━━━ MATERIAL FOR THIS TASK
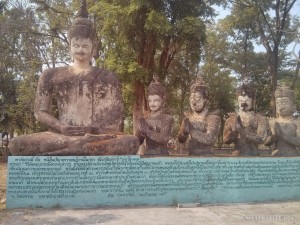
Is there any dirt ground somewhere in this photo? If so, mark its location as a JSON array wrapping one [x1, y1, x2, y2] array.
[[0, 162, 7, 210]]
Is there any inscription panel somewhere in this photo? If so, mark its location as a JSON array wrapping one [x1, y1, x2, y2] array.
[[7, 156, 300, 208]]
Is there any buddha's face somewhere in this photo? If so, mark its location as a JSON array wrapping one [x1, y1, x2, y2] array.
[[276, 97, 294, 116], [71, 37, 93, 62], [190, 92, 207, 113], [238, 95, 253, 112], [148, 95, 164, 112]]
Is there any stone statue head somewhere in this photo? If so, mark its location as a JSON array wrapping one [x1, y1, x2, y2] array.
[[67, 1, 96, 44], [190, 76, 209, 113], [275, 86, 296, 117], [237, 84, 254, 112], [148, 76, 166, 112]]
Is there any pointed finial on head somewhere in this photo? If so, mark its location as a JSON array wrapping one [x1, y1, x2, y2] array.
[[76, 0, 89, 18]]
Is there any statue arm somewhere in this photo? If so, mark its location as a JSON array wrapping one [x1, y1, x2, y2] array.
[[177, 117, 190, 143], [34, 70, 93, 136], [275, 123, 300, 147], [190, 115, 221, 145], [34, 71, 63, 133], [257, 117, 274, 145], [145, 115, 174, 144]]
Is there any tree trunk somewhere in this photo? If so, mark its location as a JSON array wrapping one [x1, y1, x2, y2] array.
[[291, 50, 300, 90]]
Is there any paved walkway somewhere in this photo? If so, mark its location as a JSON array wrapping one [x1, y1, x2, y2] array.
[[0, 202, 300, 225]]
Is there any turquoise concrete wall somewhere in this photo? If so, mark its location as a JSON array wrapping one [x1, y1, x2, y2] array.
[[7, 156, 300, 208]]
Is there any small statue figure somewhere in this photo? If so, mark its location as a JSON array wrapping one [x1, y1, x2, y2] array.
[[177, 77, 221, 155], [270, 87, 300, 156], [223, 84, 272, 156], [9, 1, 139, 155], [136, 77, 174, 155]]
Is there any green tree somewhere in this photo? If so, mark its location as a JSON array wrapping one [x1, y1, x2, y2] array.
[[91, 0, 211, 132], [223, 0, 296, 116]]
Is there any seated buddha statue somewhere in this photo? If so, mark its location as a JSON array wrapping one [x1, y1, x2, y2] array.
[[9, 2, 139, 156]]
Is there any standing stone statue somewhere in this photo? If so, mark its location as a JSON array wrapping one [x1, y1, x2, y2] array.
[[136, 77, 174, 155], [178, 77, 221, 155], [270, 87, 300, 156], [223, 84, 272, 156], [9, 4, 139, 155]]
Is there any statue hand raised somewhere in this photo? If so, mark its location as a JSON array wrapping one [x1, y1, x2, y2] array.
[[235, 116, 244, 132], [183, 117, 190, 135]]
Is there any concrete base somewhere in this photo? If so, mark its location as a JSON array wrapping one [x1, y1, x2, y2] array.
[[0, 202, 300, 225]]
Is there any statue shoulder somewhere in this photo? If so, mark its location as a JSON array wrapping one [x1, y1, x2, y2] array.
[[163, 114, 174, 123], [93, 67, 119, 83], [39, 66, 68, 84], [208, 109, 220, 117], [225, 112, 238, 124], [255, 113, 269, 122], [206, 109, 221, 123]]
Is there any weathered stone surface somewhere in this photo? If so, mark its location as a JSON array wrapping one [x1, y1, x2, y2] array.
[[178, 78, 221, 155], [270, 87, 300, 156], [9, 3, 139, 155], [136, 77, 174, 155], [223, 85, 272, 156]]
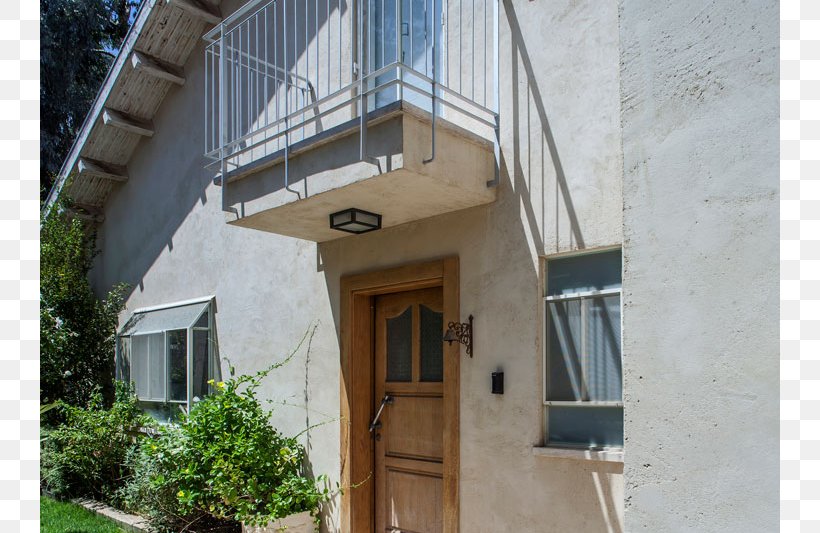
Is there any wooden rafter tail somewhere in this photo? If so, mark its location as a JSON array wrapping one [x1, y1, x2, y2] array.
[[103, 107, 154, 137], [165, 0, 222, 25], [131, 50, 185, 85], [66, 207, 105, 223], [77, 157, 128, 183]]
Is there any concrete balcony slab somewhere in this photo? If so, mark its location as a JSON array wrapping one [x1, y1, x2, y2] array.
[[223, 102, 496, 242]]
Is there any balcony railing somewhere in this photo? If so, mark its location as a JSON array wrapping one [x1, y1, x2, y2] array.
[[205, 0, 498, 191]]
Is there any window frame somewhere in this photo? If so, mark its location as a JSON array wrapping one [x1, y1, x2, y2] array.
[[541, 245, 624, 452], [115, 296, 217, 410]]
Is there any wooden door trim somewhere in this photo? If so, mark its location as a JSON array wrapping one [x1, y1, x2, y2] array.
[[340, 257, 461, 533]]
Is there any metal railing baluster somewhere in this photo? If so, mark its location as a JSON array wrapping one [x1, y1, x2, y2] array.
[[203, 0, 500, 195]]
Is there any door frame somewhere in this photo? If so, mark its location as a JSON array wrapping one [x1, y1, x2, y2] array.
[[339, 256, 461, 533]]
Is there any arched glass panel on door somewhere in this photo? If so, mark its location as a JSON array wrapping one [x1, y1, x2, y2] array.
[[386, 307, 413, 381], [419, 305, 444, 381]]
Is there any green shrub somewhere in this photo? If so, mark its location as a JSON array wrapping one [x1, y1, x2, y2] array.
[[119, 444, 241, 533], [40, 192, 127, 408], [40, 384, 153, 505], [130, 356, 329, 525]]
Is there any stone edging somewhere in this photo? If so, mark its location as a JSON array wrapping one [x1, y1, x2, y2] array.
[[71, 498, 151, 533]]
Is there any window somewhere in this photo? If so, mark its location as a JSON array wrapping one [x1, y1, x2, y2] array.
[[116, 298, 218, 414], [544, 250, 623, 448]]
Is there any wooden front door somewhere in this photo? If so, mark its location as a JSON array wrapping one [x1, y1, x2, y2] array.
[[371, 287, 445, 533]]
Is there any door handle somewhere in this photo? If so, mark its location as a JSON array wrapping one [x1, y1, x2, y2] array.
[[369, 394, 393, 433]]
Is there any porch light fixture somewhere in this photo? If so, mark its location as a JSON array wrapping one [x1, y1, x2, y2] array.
[[330, 207, 382, 234], [442, 315, 473, 359]]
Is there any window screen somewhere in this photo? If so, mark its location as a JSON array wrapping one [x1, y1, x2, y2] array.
[[117, 301, 217, 403], [545, 250, 623, 446]]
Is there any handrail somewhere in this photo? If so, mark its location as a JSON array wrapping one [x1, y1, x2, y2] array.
[[204, 0, 500, 200]]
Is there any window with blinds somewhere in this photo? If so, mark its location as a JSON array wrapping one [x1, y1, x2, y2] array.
[[544, 250, 623, 448], [116, 299, 218, 414]]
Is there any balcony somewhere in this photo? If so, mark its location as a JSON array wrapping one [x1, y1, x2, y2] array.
[[205, 0, 499, 242]]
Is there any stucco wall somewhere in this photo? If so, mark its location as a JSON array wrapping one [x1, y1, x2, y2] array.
[[620, 0, 778, 532], [94, 0, 623, 533]]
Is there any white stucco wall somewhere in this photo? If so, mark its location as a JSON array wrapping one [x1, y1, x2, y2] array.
[[88, 0, 636, 533], [620, 0, 778, 533]]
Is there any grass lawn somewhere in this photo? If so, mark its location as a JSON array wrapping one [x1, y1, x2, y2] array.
[[40, 496, 123, 533]]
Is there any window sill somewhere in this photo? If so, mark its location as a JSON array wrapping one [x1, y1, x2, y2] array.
[[532, 446, 624, 464]]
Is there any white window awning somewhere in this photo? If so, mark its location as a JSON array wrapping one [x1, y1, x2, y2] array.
[[120, 300, 210, 335]]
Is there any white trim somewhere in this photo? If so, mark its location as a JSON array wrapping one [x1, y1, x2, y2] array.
[[532, 446, 624, 464], [544, 400, 624, 407], [541, 244, 623, 260], [131, 294, 216, 314], [544, 287, 621, 302]]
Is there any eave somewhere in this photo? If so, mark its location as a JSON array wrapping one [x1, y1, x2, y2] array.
[[44, 0, 219, 216]]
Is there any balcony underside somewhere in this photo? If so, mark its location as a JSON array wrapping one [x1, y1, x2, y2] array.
[[223, 102, 496, 242]]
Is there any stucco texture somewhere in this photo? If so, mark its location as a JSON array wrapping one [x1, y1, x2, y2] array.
[[620, 0, 779, 533], [93, 0, 632, 533]]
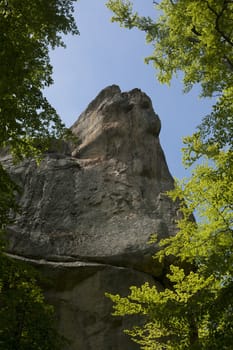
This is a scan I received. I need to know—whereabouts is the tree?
[0,0,78,231]
[0,0,78,350]
[0,254,65,350]
[108,0,233,350]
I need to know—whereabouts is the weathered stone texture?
[1,85,177,350]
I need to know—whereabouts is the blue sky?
[45,0,214,178]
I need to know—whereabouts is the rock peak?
[0,85,178,350]
[71,85,161,162]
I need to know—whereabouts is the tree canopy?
[0,0,78,229]
[0,0,78,350]
[108,0,233,350]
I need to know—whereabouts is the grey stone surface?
[1,85,178,350]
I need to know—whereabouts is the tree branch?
[206,0,233,47]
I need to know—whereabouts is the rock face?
[1,85,178,350]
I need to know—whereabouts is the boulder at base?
[0,85,178,350]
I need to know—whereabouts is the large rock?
[1,85,178,350]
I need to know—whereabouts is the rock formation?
[1,85,177,350]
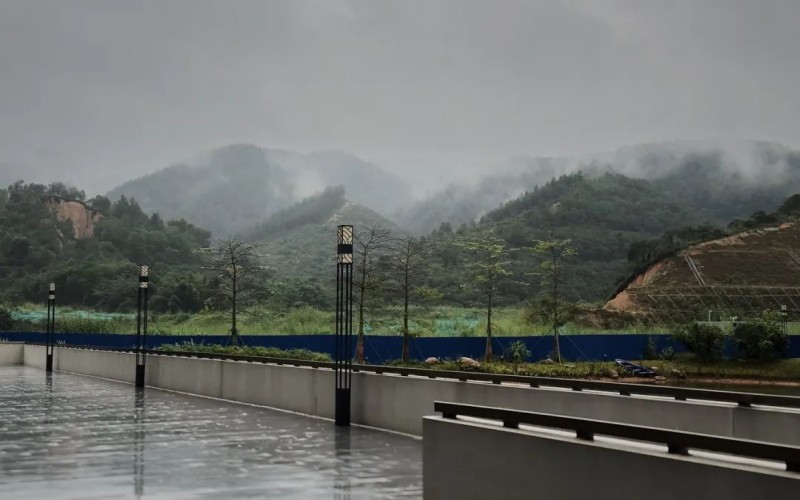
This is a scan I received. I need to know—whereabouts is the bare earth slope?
[605,223,800,321]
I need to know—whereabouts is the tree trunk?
[553,250,561,364]
[484,295,492,362]
[403,292,411,363]
[230,263,239,346]
[356,295,364,363]
[403,262,411,363]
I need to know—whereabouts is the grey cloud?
[0,0,800,191]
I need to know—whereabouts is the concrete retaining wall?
[24,346,800,445]
[0,344,25,366]
[423,417,800,500]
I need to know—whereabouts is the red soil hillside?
[604,223,800,322]
[48,196,103,239]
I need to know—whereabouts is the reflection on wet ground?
[0,367,422,500]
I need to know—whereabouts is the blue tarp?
[6,332,800,364]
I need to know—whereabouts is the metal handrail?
[37,343,800,408]
[434,401,800,472]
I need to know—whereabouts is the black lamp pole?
[781,306,789,335]
[334,226,353,427]
[45,283,56,372]
[136,266,150,387]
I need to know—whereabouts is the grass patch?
[641,357,800,381]
[157,342,331,361]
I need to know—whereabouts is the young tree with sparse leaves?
[353,226,392,363]
[458,235,511,361]
[203,238,264,345]
[530,240,578,363]
[389,236,430,363]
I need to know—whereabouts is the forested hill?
[108,144,410,236]
[243,187,405,307]
[398,141,800,234]
[0,182,210,312]
[428,173,697,303]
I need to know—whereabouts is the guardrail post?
[135,266,150,389]
[45,283,56,373]
[334,225,353,427]
[667,443,689,455]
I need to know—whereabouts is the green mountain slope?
[108,144,408,236]
[429,173,696,304]
[0,182,209,312]
[397,141,800,233]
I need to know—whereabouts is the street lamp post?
[334,225,353,427]
[45,283,56,373]
[781,305,789,335]
[136,266,150,388]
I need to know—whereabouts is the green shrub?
[642,335,658,359]
[658,346,675,361]
[158,341,331,361]
[56,315,122,333]
[673,323,725,360]
[0,307,14,332]
[733,312,789,359]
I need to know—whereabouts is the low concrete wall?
[22,345,45,370]
[29,346,800,445]
[0,343,25,366]
[422,417,800,500]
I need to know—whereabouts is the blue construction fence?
[0,332,800,364]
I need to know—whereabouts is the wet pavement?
[0,366,422,500]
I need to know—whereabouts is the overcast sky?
[0,0,800,192]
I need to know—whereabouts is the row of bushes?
[158,341,331,361]
[674,312,789,360]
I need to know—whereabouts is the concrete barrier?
[22,345,45,370]
[24,345,800,445]
[0,343,25,366]
[423,417,800,500]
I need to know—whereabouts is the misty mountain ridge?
[108,144,411,236]
[397,141,800,233]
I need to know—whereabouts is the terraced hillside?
[605,223,800,324]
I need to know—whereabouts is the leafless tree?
[389,236,430,363]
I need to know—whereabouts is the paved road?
[0,367,422,500]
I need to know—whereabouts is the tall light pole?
[136,266,150,387]
[45,283,56,373]
[334,225,353,427]
[781,305,789,335]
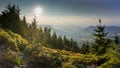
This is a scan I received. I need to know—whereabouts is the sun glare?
[35,7,43,16]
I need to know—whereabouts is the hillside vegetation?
[0,5,120,68]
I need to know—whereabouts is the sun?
[34,7,43,16]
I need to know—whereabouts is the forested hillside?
[0,4,120,68]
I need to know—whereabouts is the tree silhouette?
[91,19,110,55]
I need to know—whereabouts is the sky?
[0,0,120,26]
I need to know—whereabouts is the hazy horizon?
[0,0,120,26]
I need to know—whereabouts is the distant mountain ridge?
[40,25,120,45]
[82,26,120,35]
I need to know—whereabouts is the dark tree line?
[80,19,119,55]
[0,4,79,52]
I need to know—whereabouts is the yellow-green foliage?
[0,29,28,52]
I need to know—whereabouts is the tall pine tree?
[91,19,110,55]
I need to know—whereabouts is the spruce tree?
[91,19,110,55]
[114,34,119,44]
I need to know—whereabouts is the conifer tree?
[91,19,110,55]
[114,34,119,44]
[80,42,89,54]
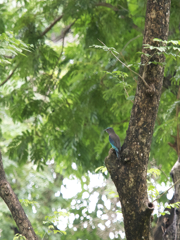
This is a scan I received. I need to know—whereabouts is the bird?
[104,127,121,158]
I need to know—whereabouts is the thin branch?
[51,38,64,76]
[0,64,19,87]
[96,2,119,12]
[54,18,77,42]
[40,14,63,37]
[121,34,142,52]
[98,39,151,90]
[153,178,180,202]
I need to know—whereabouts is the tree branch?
[40,14,63,37]
[0,64,19,87]
[0,152,38,240]
[95,2,119,12]
[98,39,152,90]
[54,18,77,42]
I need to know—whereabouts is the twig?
[121,34,142,52]
[54,18,77,42]
[0,64,19,87]
[98,39,151,90]
[96,2,119,12]
[51,38,64,76]
[153,178,180,202]
[40,14,63,37]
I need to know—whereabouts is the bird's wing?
[116,134,121,150]
[109,136,119,152]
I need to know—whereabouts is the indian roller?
[104,127,121,158]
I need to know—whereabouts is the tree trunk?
[0,152,38,240]
[105,0,171,240]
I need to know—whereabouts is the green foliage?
[0,0,180,240]
[13,233,26,240]
[95,166,107,173]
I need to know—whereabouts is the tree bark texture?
[168,157,180,240]
[0,152,38,240]
[105,0,171,240]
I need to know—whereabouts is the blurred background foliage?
[0,0,180,240]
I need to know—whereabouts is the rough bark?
[164,158,180,240]
[105,0,171,240]
[0,152,38,240]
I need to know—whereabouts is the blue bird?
[104,127,121,158]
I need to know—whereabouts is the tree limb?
[98,39,151,90]
[0,152,38,240]
[0,64,19,87]
[54,19,77,42]
[95,2,119,12]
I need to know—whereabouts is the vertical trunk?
[168,158,180,240]
[0,152,38,240]
[105,0,171,240]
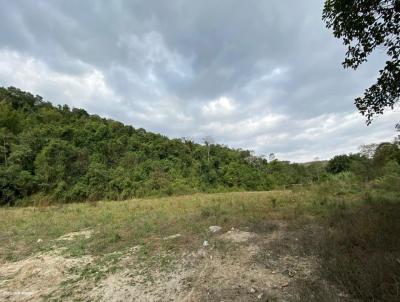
━━━━━━
How many lines of the listing above contain the string "metal"? Give only the number.

2